Instructions for the task | Rewrite the data from the line that has "Category: white petal" through the end of the data, changing each "flower" to "blossom" and keeping everything else the same.

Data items

## begin

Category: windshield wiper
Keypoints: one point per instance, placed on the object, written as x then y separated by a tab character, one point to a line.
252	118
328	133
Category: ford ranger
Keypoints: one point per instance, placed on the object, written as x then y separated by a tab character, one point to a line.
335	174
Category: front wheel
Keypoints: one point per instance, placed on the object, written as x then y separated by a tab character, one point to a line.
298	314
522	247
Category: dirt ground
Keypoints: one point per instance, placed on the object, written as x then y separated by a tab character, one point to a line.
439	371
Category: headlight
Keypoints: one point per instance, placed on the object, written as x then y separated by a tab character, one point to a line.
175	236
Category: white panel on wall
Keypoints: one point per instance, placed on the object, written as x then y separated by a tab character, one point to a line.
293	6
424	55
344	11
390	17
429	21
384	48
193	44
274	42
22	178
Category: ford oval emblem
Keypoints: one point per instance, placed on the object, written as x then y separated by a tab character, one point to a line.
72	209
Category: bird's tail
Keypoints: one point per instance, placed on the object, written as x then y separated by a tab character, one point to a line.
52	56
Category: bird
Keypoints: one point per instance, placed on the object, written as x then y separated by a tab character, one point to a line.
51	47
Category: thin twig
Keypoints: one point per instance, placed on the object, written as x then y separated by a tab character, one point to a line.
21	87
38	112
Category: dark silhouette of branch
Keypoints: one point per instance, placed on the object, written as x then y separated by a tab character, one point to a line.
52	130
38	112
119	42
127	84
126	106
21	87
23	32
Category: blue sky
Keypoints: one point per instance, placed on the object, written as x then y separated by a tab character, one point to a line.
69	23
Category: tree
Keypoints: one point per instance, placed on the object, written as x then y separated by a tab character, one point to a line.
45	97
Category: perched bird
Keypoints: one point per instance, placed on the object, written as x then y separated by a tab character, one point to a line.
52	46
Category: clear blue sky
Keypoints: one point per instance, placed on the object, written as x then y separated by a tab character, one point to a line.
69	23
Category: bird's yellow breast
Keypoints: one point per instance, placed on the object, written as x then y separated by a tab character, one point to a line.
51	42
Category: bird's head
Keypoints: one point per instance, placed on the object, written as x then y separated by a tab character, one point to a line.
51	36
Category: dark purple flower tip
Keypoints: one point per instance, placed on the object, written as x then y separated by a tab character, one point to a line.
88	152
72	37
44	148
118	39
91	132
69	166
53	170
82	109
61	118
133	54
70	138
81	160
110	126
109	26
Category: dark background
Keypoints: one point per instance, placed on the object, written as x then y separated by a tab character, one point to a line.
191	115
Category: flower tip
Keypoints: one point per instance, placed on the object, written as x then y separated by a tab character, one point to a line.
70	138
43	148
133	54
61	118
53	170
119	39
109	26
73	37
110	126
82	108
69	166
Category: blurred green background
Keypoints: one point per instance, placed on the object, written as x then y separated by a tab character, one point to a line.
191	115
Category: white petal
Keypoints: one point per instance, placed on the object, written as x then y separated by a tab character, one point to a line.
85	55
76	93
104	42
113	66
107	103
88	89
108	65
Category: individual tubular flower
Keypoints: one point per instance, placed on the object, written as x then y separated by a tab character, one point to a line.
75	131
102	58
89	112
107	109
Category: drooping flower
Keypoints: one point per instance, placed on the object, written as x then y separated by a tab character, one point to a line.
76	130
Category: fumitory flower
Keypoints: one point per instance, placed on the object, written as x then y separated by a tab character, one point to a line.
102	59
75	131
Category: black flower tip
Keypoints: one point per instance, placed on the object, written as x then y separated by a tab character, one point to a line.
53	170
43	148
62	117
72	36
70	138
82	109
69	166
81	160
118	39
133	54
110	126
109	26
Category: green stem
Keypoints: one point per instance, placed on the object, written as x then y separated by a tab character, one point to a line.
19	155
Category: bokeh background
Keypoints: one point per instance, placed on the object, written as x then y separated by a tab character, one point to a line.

## end

Result of this exercise |
Category: white petal
Keypoints: one point per instance, placed on the object, written as x then y separated by a tab character, one point to a line.
85	55
76	93
104	42
113	66
107	103
88	89
108	65
Category: individual tubular blossom
Keypoints: one point per instance, placed on the object, written as x then y separated by a tab character, one point to a line.
75	131
102	58
89	112
107	109
Category: drooping blossom
Keypoints: one point per instance, placed on the object, written as x then y separated by a tab character, one point to a line.
76	130
Category: fumitory blossom
Keypoints: one point per instance, placed on the object, written as x then y separated by a tab character, one point to a line.
102	59
75	131
Category: black blossom tip
Keypoints: one point per instance, placed on the object, written as x then y separated by a tab character, one point to a line.
53	170
43	148
62	117
72	36
70	138
82	109
69	166
81	160
118	39
133	54
110	126
109	26
Category: green stem
Keypoints: one point per instance, placed on the object, written as x then y separated by a tab character, one point to a line.
19	155
Category: bokeh background
Keypoints: one point per instance, placed on the object, written as x then y separated by a tab character, one point to a line.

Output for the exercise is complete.